- _Exercise aim_
Answer these questions from the text on Contrastive Scene Contexts below, one per line:
1. At which conference, and as what kind of paper, was this work presented?
2. What two things does the proposed 3D pre-training method make use of?
3. Using 0.1% of point labels on ScanNet, what share of baseline performance is reached for semantic segmentation?

- _Passage shown_
= = = =
Code for CVPR 2021 oral paper "Exploring Data-Efficient 3D Scene Understanding with Contrastive Scene Contexts"

Overview

Exploring Data-Efficient 3D Scene Understanding with Contrastive Scene Contexts

PointContrast

The rapid progress in 3D scene understanding has come with growing demand for data; however, collecting and annotating 3D scenes (e.g. point clouds) are notoriously hard. For example, the number of scenes (e.g. indoor rooms) that can be accessed and scanned might be limited; even given sufficient data, acquiring 3D labels (e.g. instance masks) requires intensive human labor. In this paper, we explore data-efficient learning for 3D point cloud. As a first step towards this direction, we propose Contrastive Scene Contexts, a 3D pre-training method that makes use of both point-level correspondences and spatial contexts in a scene. Our method achieves state-of-the-art results on a suite of benchmarks where training data or labels are scarce. Our study reveals that exhaustive labelling of 3D point clouds might be unnecessary; and remarkably, on ScanNet, even using 0.1% of point labels, we still achieve 89% (instance segmentation) and 96% (semantic segmentation) of the baseline performance that uses full annotations.
= = = =
- _Information supplied_
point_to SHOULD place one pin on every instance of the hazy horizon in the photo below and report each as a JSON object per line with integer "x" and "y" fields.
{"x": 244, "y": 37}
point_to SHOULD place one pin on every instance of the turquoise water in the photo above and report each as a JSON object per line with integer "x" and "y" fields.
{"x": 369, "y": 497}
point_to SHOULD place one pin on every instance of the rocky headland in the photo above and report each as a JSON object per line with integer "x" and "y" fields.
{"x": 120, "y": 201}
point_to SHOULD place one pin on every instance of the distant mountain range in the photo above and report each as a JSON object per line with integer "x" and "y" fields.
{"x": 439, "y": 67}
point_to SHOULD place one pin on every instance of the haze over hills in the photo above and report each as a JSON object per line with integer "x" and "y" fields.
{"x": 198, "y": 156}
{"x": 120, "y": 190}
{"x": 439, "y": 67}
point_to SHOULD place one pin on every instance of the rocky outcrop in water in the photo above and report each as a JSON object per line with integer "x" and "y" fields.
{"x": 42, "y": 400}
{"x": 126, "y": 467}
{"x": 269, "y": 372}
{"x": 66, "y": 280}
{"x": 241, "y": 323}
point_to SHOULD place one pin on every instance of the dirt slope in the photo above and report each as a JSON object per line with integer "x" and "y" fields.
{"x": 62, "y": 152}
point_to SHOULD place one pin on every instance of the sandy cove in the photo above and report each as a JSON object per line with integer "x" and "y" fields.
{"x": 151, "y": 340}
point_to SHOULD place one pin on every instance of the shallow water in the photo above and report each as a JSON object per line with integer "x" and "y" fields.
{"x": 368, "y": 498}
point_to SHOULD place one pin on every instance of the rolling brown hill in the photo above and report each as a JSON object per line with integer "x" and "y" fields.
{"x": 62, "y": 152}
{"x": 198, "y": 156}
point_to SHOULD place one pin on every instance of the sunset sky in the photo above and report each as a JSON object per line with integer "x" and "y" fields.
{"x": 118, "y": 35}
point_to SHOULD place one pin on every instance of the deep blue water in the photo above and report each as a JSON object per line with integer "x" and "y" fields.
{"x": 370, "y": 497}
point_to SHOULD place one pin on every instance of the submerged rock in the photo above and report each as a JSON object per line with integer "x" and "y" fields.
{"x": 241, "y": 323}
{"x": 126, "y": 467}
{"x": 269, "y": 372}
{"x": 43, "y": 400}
= = = =
- _Solved exercise_
1. CVPR 2021, as an oral paper.
2. Point-level correspondences and spatial contexts in a scene.
3. 96%.